── GIVEN INFORMATION ──
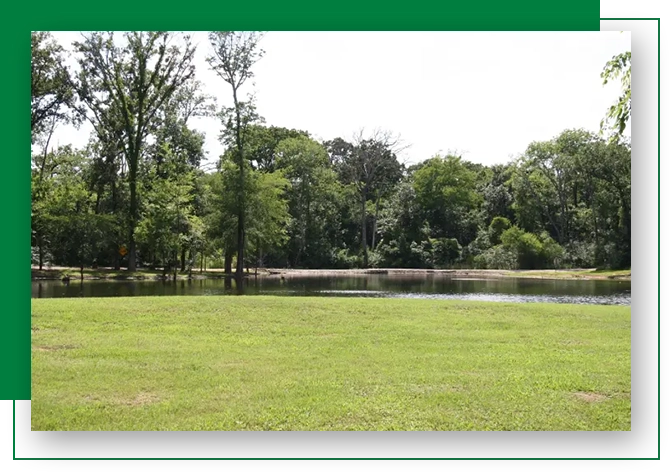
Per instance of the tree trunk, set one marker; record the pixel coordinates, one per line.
(41, 251)
(376, 218)
(241, 210)
(364, 229)
(228, 261)
(132, 256)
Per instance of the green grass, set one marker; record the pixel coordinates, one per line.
(75, 273)
(289, 363)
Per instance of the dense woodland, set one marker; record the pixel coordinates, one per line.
(280, 198)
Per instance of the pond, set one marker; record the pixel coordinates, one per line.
(600, 292)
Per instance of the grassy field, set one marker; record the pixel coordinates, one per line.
(290, 363)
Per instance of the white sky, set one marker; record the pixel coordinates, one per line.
(486, 95)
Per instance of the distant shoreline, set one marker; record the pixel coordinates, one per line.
(60, 273)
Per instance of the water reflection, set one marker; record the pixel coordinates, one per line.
(377, 285)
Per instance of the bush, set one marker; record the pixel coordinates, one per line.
(343, 259)
(498, 257)
(498, 225)
(532, 252)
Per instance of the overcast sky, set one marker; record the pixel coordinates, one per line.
(485, 95)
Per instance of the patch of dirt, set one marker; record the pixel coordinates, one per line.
(590, 397)
(52, 348)
(143, 398)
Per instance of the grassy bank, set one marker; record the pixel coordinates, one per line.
(143, 274)
(280, 363)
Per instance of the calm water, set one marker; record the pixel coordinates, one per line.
(600, 292)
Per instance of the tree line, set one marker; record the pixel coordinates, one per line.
(138, 195)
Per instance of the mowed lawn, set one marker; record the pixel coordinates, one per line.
(294, 363)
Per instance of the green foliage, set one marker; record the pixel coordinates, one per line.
(445, 252)
(620, 66)
(51, 87)
(278, 197)
(498, 225)
(445, 191)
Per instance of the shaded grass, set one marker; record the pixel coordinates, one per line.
(280, 363)
(579, 274)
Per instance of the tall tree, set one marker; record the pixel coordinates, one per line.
(234, 55)
(50, 83)
(312, 200)
(124, 87)
(371, 165)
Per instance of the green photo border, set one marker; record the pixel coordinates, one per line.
(344, 15)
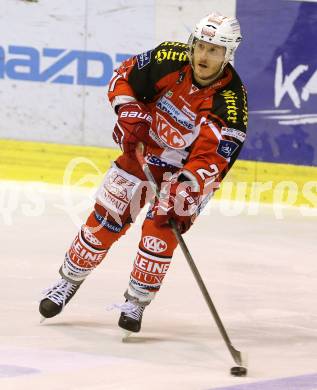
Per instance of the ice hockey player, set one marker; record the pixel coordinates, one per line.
(188, 106)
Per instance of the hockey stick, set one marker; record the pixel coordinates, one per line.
(236, 355)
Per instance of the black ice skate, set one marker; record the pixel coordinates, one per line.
(56, 297)
(131, 317)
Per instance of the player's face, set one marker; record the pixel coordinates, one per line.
(207, 61)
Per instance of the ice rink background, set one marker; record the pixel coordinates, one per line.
(260, 271)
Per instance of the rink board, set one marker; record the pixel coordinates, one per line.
(86, 165)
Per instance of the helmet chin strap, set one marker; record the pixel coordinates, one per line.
(213, 78)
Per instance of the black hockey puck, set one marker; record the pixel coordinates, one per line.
(238, 371)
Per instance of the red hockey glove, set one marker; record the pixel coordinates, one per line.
(133, 125)
(177, 201)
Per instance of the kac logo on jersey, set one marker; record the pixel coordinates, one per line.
(169, 134)
(226, 149)
(154, 244)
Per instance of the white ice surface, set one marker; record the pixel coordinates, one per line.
(261, 273)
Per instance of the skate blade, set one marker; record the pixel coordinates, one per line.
(125, 335)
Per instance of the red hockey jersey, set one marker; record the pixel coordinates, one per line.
(198, 129)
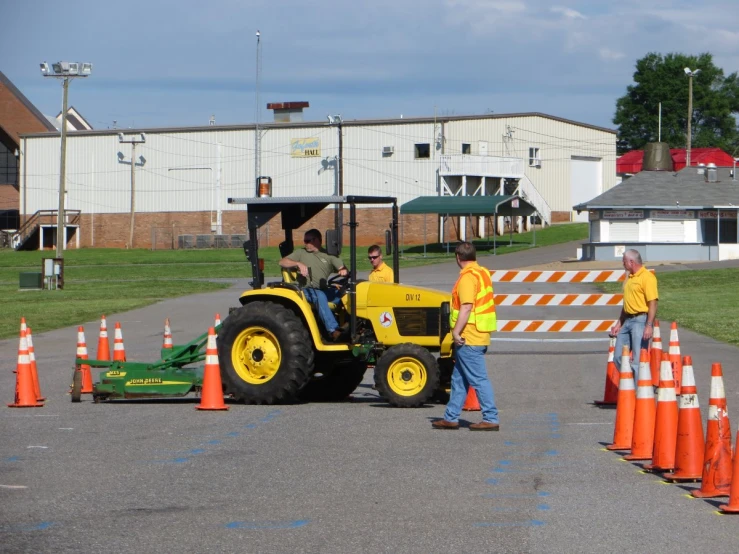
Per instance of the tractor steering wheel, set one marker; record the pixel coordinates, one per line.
(341, 282)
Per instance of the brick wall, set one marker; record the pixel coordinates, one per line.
(8, 197)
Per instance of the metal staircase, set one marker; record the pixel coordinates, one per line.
(27, 237)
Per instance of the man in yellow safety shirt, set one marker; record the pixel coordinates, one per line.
(472, 320)
(636, 321)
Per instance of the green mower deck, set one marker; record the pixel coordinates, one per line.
(167, 377)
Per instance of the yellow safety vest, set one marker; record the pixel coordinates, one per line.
(483, 312)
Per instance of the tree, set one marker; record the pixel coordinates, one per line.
(662, 79)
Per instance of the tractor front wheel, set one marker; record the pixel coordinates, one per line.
(265, 354)
(406, 375)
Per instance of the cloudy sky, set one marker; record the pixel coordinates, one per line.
(176, 63)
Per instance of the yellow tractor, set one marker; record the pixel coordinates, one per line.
(273, 348)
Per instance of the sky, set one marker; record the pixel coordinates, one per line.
(160, 63)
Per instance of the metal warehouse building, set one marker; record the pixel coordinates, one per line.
(183, 177)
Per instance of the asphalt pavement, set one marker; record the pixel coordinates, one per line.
(354, 476)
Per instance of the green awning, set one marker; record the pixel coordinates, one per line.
(502, 205)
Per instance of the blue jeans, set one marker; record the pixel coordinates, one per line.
(630, 335)
(470, 371)
(320, 299)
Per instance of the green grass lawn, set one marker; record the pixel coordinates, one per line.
(704, 301)
(106, 281)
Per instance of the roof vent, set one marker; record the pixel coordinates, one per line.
(657, 157)
(711, 173)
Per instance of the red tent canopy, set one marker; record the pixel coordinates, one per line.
(631, 162)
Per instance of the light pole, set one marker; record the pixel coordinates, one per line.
(64, 71)
(339, 216)
(133, 141)
(690, 73)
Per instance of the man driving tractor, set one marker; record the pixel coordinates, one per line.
(316, 265)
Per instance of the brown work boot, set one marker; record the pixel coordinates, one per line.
(444, 424)
(484, 426)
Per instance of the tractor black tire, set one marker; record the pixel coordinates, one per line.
(265, 353)
(337, 380)
(407, 375)
(76, 392)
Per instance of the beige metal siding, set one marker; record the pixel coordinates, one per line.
(180, 169)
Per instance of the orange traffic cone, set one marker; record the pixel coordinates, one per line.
(716, 478)
(665, 429)
(119, 351)
(690, 444)
(82, 355)
(644, 414)
(34, 369)
(471, 404)
(655, 354)
(625, 407)
(733, 506)
(211, 396)
(24, 327)
(25, 396)
(167, 336)
(675, 360)
(103, 344)
(610, 393)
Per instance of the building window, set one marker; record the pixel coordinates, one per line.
(534, 157)
(423, 151)
(8, 166)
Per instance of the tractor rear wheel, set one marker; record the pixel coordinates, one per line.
(406, 375)
(334, 380)
(265, 353)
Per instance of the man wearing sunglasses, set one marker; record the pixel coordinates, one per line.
(381, 272)
(316, 266)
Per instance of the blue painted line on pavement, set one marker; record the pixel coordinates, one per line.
(38, 527)
(530, 523)
(267, 524)
(504, 495)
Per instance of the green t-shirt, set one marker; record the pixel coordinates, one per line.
(320, 266)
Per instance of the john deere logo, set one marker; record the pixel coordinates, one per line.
(386, 320)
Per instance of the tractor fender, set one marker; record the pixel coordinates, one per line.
(296, 302)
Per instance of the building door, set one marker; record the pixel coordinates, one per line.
(586, 182)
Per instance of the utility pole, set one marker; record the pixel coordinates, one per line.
(339, 209)
(133, 141)
(257, 131)
(64, 71)
(690, 73)
(61, 232)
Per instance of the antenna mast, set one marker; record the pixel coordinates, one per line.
(257, 132)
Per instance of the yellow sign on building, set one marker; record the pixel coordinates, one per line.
(305, 148)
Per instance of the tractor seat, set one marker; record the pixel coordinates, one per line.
(291, 276)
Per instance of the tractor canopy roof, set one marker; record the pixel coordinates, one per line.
(296, 210)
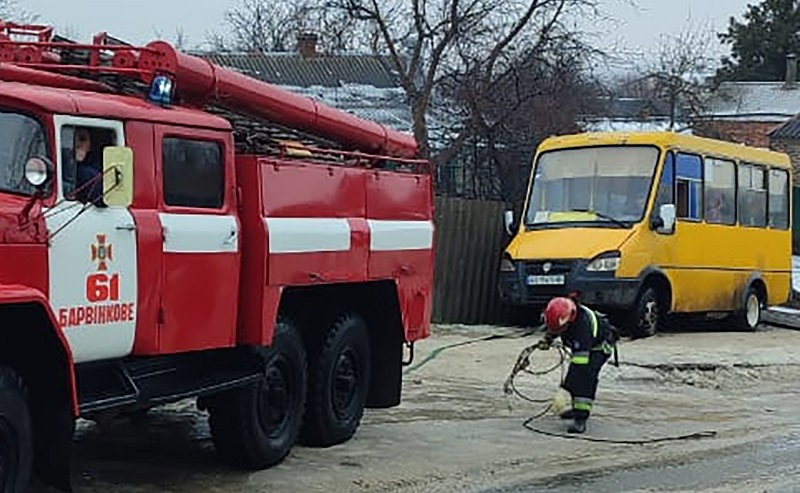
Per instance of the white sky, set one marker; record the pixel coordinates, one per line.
(636, 27)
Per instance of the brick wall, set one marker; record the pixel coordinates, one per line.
(792, 148)
(749, 133)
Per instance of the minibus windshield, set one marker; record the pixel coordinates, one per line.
(604, 186)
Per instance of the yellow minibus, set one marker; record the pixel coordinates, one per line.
(646, 226)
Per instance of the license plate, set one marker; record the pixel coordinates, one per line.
(545, 280)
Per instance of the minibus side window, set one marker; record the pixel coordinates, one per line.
(752, 196)
(720, 192)
(689, 186)
(778, 199)
(666, 187)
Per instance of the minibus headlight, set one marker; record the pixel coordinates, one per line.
(604, 263)
(506, 265)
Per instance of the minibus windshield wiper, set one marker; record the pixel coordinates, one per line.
(602, 216)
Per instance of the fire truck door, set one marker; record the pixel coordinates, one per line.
(200, 278)
(92, 253)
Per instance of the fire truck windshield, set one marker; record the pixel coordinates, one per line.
(23, 137)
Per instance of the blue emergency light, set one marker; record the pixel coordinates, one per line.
(162, 90)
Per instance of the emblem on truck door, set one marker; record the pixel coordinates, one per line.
(102, 252)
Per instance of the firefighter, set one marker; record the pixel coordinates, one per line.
(592, 340)
(89, 169)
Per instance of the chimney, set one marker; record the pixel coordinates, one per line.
(307, 45)
(791, 71)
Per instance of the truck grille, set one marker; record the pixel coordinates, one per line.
(556, 267)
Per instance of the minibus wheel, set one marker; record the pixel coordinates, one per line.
(749, 316)
(648, 313)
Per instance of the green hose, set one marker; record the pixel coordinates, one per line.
(436, 352)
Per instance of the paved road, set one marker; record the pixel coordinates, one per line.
(767, 467)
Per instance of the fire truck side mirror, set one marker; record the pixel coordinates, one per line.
(118, 176)
(39, 172)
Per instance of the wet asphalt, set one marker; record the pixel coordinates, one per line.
(764, 467)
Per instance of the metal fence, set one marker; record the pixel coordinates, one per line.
(469, 244)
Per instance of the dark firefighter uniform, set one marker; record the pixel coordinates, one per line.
(591, 338)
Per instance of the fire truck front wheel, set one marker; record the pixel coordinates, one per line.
(339, 383)
(16, 436)
(255, 427)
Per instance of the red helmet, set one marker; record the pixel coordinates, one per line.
(559, 312)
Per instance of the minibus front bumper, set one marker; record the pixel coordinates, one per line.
(534, 283)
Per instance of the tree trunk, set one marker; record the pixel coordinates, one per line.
(419, 108)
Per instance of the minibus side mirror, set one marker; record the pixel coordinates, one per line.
(664, 221)
(509, 222)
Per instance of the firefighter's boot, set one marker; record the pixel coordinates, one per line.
(578, 426)
(568, 414)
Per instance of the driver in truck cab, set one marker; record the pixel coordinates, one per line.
(89, 169)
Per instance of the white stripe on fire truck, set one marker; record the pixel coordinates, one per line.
(199, 233)
(308, 234)
(400, 235)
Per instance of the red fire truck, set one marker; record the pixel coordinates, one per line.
(172, 229)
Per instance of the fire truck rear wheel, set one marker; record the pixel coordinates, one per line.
(339, 383)
(16, 435)
(255, 427)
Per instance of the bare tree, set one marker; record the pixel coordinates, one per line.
(679, 71)
(430, 41)
(541, 92)
(262, 26)
(11, 10)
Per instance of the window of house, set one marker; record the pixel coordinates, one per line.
(752, 196)
(194, 173)
(778, 199)
(689, 186)
(720, 191)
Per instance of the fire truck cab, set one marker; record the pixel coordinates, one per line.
(168, 243)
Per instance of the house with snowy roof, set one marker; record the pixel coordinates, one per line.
(363, 84)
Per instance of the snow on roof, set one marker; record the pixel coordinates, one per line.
(754, 101)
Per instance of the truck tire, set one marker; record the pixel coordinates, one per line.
(16, 434)
(256, 426)
(339, 383)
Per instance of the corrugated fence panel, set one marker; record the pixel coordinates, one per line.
(469, 242)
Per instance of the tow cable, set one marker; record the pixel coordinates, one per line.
(523, 366)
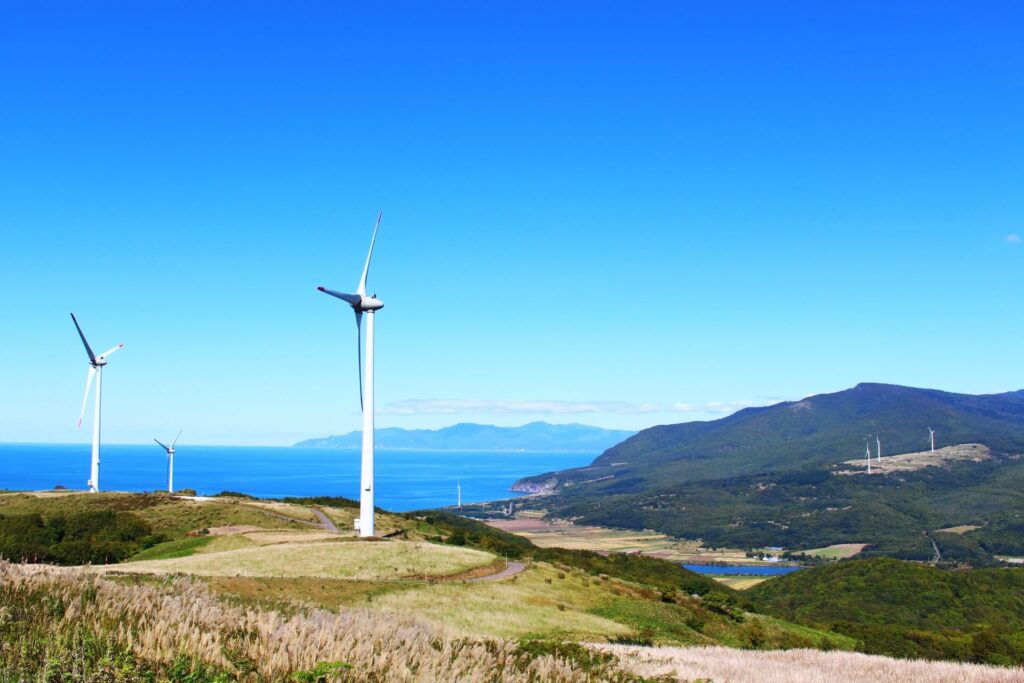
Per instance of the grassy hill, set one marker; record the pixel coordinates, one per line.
(769, 476)
(907, 609)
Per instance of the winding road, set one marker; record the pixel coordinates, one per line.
(511, 569)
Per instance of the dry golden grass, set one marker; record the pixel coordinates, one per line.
(357, 560)
(536, 602)
(162, 622)
(270, 538)
(529, 524)
(909, 462)
(724, 665)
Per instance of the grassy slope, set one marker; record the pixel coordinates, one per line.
(562, 594)
(887, 591)
(907, 609)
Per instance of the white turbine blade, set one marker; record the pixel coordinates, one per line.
(88, 349)
(358, 349)
(85, 396)
(348, 298)
(361, 290)
(105, 354)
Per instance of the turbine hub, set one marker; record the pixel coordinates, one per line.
(371, 303)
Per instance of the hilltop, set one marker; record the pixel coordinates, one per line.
(537, 436)
(769, 476)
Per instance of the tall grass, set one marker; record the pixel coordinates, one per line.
(799, 666)
(61, 624)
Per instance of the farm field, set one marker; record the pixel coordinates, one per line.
(958, 530)
(839, 551)
(530, 524)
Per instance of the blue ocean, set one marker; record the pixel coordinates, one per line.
(406, 479)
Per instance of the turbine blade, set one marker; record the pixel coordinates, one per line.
(85, 396)
(361, 291)
(358, 349)
(107, 353)
(88, 349)
(348, 298)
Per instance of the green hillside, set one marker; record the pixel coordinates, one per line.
(907, 609)
(768, 477)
───
Quote verbatim every line starting at the line that contains "Per instance of the snow" and ending with the last line of the records; omit all pictures.

Per instance of the snow on roof, set one marker; record the pixel coordinates, one per line.
(754, 101)
Per instance of the truck tire, set one marker; record the pixel coordinates, one per line.
(16, 434)
(256, 426)
(339, 383)
Per instance of the corrugated fence panel, set one marker; record the pixel coordinates, one per line.
(469, 242)
Per instance of the tow cable, set one marker; record the pixel coordinates, one per line.
(523, 366)
Per instance of the grassy hill, set one marker; record the pixel coordinates, one per line.
(769, 476)
(907, 609)
Per instance of the winding road, set one marker; record the pixel coordinates, one per line.
(511, 569)
Per instance of the dry golden grass, set one marker; record the pixel coordinates, one per line.
(357, 560)
(536, 602)
(162, 622)
(270, 538)
(529, 524)
(909, 462)
(724, 665)
Per instance of the grassy slope, set one marker; record the pixel coordinates, one per line.
(562, 594)
(887, 591)
(907, 609)
Per instance of the white turbine blade, set one marker; record the pixel coordinates, one per line.
(88, 349)
(358, 349)
(85, 396)
(348, 298)
(361, 290)
(105, 354)
Per instance of the turbine hub, set one marker; record the pixel coordinates, one per line.
(371, 303)
Per instance of the hilltop, set one marker; record the pixel coordinates, one per line.
(537, 436)
(769, 476)
Per instance of the tall grass, set one marker; record the pixel coordinates, one per line.
(799, 666)
(61, 624)
Per instance of the farm field, set one marker; record the pixel coordinates, one per line.
(958, 530)
(839, 551)
(530, 524)
Per instance of the blue ocean, set one marker; record the pixel coordinates, one per line.
(406, 479)
Per instance of the turbine blade, set one marker; record the pixel coordinates, one per line.
(85, 396)
(361, 291)
(358, 349)
(107, 353)
(88, 349)
(348, 298)
Per instance of the green hillside, set one marker; record the pixel coordinates, one per line.
(907, 609)
(768, 477)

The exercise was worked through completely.